Excerpt to read =>
------------------------------------------------------------------------
So where should organisations start in order to protect their business network? With Web 2.0, organisations need to consider both inbound and outbound security measures to ensure sufficient protection is met. The developments in malware, zombie and Trojan attacks mean in some instances traditional signature-based anti-virus solutions can sometimes be considered as insufficient as the only line of defence for larger organisations. This is because new attacks have no known signature and are not flagged up. Traditional web filtering can also be ineffective in flagging up malicious sites, with Web 2.0 requiring a greater level of gateway monitoring to ensure full protection.
Whilst employees' actions in-house are being closely monitored, organisations are often missing the less obvious opportunities for a Web 2.0 security breach. With the ever-expanding boundaries of a company's network, organisations need to also seriously consider the security risks associated with mobile PDA devices and smartphones. Like PC's and laptops, organisations need to protect their phones from malware, viruses and data loss. With a huge surge in the number of people updating Web 2.0 sites, such as Facebook and Twitter, from smartphones and BlackBerrys these should be incorporated into an organisation's security governance.
------------------------------------------------------------------------
[Source data]

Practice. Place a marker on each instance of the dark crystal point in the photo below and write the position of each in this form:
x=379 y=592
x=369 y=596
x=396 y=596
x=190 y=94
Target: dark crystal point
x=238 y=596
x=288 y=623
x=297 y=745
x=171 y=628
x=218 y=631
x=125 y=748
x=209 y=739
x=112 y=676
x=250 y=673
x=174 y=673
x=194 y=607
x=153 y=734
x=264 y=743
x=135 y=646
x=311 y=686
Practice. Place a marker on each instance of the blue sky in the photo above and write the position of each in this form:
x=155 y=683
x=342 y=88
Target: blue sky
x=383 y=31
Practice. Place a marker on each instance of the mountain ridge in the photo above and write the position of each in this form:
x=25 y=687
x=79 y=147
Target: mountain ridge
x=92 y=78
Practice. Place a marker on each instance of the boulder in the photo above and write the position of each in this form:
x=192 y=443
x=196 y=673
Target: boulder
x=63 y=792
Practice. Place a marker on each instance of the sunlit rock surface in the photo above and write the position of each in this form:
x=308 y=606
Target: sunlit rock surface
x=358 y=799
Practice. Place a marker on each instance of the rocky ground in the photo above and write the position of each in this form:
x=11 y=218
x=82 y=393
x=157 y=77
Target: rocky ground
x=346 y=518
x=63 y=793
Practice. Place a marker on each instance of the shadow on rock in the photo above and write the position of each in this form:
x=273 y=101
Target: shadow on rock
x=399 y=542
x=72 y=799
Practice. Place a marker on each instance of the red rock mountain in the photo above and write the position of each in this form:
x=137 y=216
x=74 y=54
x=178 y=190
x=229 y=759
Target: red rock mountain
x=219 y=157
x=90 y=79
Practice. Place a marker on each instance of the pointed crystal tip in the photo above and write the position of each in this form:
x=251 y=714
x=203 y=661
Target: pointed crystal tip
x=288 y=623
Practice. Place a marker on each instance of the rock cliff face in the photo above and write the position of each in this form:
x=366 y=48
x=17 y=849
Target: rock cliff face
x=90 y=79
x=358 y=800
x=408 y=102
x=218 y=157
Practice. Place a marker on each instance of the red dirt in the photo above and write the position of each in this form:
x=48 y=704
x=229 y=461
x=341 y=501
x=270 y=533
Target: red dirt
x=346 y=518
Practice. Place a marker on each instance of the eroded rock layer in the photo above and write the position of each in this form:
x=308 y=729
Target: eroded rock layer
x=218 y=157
------------------------------------------------------------------------
Copy word for word the part of the Web 2.0 security text that opens with the words containing "So where should" and closes with "ensure full protection.".

So where should organisations start in order to protect their business network? With Web 2.0, organisations need to consider both inbound and outbound security measures to ensure sufficient protection is met. The developments in malware, zombie and Trojan attacks mean in some instances traditional signature-based anti-virus solutions can sometimes be considered as insufficient as the only line of defence for larger organisations. This is because new attacks have no known signature and are not flagged up. Traditional web filtering can also be ineffective in flagging up malicious sites, with Web 2.0 requiring a greater level of gateway monitoring to ensure full protection.